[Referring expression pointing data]
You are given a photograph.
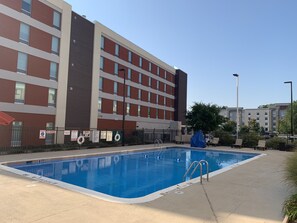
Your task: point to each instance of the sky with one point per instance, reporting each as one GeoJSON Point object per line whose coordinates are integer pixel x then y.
{"type": "Point", "coordinates": [211, 40]}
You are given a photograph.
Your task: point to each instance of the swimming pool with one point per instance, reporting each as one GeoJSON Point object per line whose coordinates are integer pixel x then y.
{"type": "Point", "coordinates": [127, 175]}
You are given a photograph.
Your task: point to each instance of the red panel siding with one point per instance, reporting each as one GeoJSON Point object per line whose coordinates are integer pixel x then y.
{"type": "Point", "coordinates": [36, 95]}
{"type": "Point", "coordinates": [40, 40]}
{"type": "Point", "coordinates": [104, 124]}
{"type": "Point", "coordinates": [42, 13]}
{"type": "Point", "coordinates": [109, 46]}
{"type": "Point", "coordinates": [38, 67]}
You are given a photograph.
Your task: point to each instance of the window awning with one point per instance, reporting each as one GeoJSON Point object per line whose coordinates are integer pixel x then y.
{"type": "Point", "coordinates": [5, 119]}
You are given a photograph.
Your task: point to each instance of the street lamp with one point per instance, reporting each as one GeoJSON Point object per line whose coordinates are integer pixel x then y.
{"type": "Point", "coordinates": [237, 114]}
{"type": "Point", "coordinates": [124, 106]}
{"type": "Point", "coordinates": [292, 129]}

▸ **WHAT YOU WILL DO**:
A verbatim printout of the entries above is expected, free of pictures.

▸ **SOLVED PROBLEM**:
You are given a photograph.
Your task: point to each instance of the sky with one point per instance, reporting each as one GeoJSON Point object per line whose coordinates are integer pixel x then y.
{"type": "Point", "coordinates": [211, 40]}
You are given a photograph.
Your task: point to each instance of the swimming pool with one point per instance, reporting each as one GeoJSON Point object per line whose coordinates are integer pixel x then y.
{"type": "Point", "coordinates": [127, 175]}
You are given a photograph.
Your task: point to each instance of the red panel siding with one point per instance, reporting each as one GeoJSON Point object per line whose coordinates are integer pixel x then y.
{"type": "Point", "coordinates": [36, 95]}
{"type": "Point", "coordinates": [40, 40]}
{"type": "Point", "coordinates": [104, 124]}
{"type": "Point", "coordinates": [42, 13]}
{"type": "Point", "coordinates": [109, 46]}
{"type": "Point", "coordinates": [38, 67]}
You are given a photograph.
Your task: point to each instance of the window awning with one point per instance, reporting each as one GeoJSON Point object per line whose coordinates are integer pixel x then y.
{"type": "Point", "coordinates": [5, 119]}
You are given a photograph.
Your task: point to each instance of the street lamp with one point per instance, reporting each as one GeoJSON Point object per line whose coordinates are integer pixel x then y.
{"type": "Point", "coordinates": [237, 114]}
{"type": "Point", "coordinates": [124, 106]}
{"type": "Point", "coordinates": [292, 129]}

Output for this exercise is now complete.